* SOURCE DATA:
________________

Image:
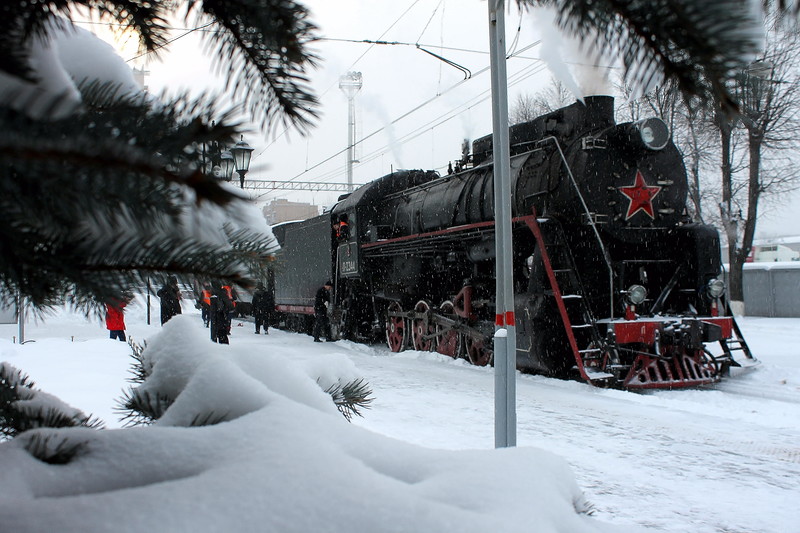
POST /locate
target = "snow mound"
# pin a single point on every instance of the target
(283, 460)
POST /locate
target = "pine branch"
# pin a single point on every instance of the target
(351, 397)
(53, 448)
(699, 45)
(141, 368)
(22, 407)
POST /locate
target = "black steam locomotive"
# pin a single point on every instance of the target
(613, 283)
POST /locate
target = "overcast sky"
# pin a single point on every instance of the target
(414, 110)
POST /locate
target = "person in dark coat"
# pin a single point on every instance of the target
(204, 303)
(263, 304)
(220, 314)
(322, 324)
(170, 296)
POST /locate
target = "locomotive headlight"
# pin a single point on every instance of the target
(636, 294)
(715, 288)
(653, 132)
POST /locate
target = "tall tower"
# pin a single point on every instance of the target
(350, 84)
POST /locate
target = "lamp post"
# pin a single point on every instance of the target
(226, 164)
(350, 84)
(241, 153)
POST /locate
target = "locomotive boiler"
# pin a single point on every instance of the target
(613, 283)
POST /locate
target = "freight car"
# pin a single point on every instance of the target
(613, 283)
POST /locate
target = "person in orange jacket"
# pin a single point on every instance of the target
(115, 317)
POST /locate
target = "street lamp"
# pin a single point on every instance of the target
(241, 153)
(226, 165)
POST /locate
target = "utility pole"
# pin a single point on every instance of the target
(505, 354)
(350, 84)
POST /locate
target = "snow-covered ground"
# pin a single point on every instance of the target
(725, 459)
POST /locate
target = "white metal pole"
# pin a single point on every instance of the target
(351, 139)
(505, 355)
(21, 318)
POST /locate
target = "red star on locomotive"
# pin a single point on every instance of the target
(640, 197)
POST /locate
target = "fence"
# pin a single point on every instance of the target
(772, 289)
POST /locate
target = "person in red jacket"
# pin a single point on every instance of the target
(115, 318)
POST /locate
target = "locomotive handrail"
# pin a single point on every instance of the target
(591, 221)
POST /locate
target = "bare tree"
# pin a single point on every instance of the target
(529, 106)
(768, 122)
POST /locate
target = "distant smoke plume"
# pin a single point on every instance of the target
(570, 62)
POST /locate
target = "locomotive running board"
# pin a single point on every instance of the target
(594, 378)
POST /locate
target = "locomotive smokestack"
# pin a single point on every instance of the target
(599, 111)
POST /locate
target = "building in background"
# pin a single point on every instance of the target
(282, 210)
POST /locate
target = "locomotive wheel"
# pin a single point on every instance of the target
(422, 327)
(449, 340)
(396, 330)
(478, 353)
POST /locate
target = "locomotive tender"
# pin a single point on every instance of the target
(613, 283)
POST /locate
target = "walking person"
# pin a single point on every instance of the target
(115, 317)
(322, 324)
(204, 303)
(170, 296)
(263, 304)
(220, 314)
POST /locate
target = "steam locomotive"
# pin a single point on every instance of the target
(613, 283)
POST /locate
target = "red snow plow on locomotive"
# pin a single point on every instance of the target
(614, 284)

________________

* SHORT TASK:
Write the material out again exactly as it appears, dropping the pictures.

* WRITTEN RESPONSE:
Image:
POST /locate
target = "snow mound"
# pin a single point on every instance of the target
(283, 460)
POST /locate
target = "pine branch"
# pin a single point on every instance of the target
(351, 397)
(53, 448)
(699, 45)
(141, 368)
(22, 407)
POST /locate
target = "black steam locomotive"
# pin a single point on every instance of the target
(613, 283)
POST /locate
target = "overcast sky"
# pin a single point on every instance of the target
(414, 110)
POST /locate
target = "person in dark coat"
# pin a single point on every instance of the target
(204, 303)
(263, 304)
(220, 314)
(322, 324)
(170, 296)
POST /locate
target = "locomotive headlight"
# pin a single point on every instance of the target
(636, 294)
(715, 288)
(653, 132)
POST /locate
target = "tall tower"
# pin a single point on every instance of the target
(350, 84)
POST /locate
target = "lamp post"
# pin a single point on every instance of the target
(226, 164)
(350, 84)
(241, 153)
POST /locate
target = "locomotive boiler"
# pin a single point on every instance of the target
(613, 283)
POST /locate
target = "freight car"
# pin a single point on every instance of the target
(613, 283)
POST /locate
target = "person in orange jacket"
# pin a single point on every instance of the target
(115, 317)
POST /locate
target = "street lamp"
# pin a single point on every instance of the target
(241, 153)
(226, 165)
POST /locate
target = "utility pole"
# pin a single point on every instance of the target
(505, 354)
(350, 84)
POST /locate
target = "snow-covered ground"
# pin a single point on every instance of the target
(725, 459)
POST /locate
target = "white metal pole"
# pin a single point on every instance of the target
(351, 139)
(505, 355)
(21, 318)
POST /locate
target = "red star on locomotive"
# pin a single point on every instance of the target
(640, 197)
POST /locate
target = "fence"
# pin a single point on every instance of the target
(772, 289)
POST /locate
target = "person in red jacket"
# pin a single point on every instance of the target
(115, 318)
POST /locate
target = "locomotive handrail"
# pin a single point on every instance of the target
(591, 221)
POST /locate
target = "bare tree"
# pin a single point on every instance of the target
(529, 106)
(768, 122)
POST /locate
target = "distant smoke plume"
# pin a single point on every instance of the target
(570, 62)
POST /locate
target = "locomotive running board"
# pin a single point on every instance of the target
(594, 378)
POST /locate
target = "locomotive smokestack"
# pin a single point on every instance of the target
(599, 111)
POST /locate
target = "building in background"
# pin a single point on every instance of the target
(282, 210)
POST /locate
target = "locomotive wheel"
# pin a single point on every instance of the target
(422, 327)
(449, 340)
(396, 330)
(478, 353)
POST /locate
target = "locomotive tender"
# pin a single point on every instance of the target
(613, 283)
POST /locate
target = "walking person"
# pin a single point on every instance of the target
(115, 317)
(322, 324)
(204, 303)
(170, 296)
(263, 304)
(220, 314)
POST /locate
target = "steam locomotive"
# pin a single point on every instance of the target
(613, 283)
POST /locate
target = "red snow plow on locomotive"
# pin a single point on every instance of the target
(614, 284)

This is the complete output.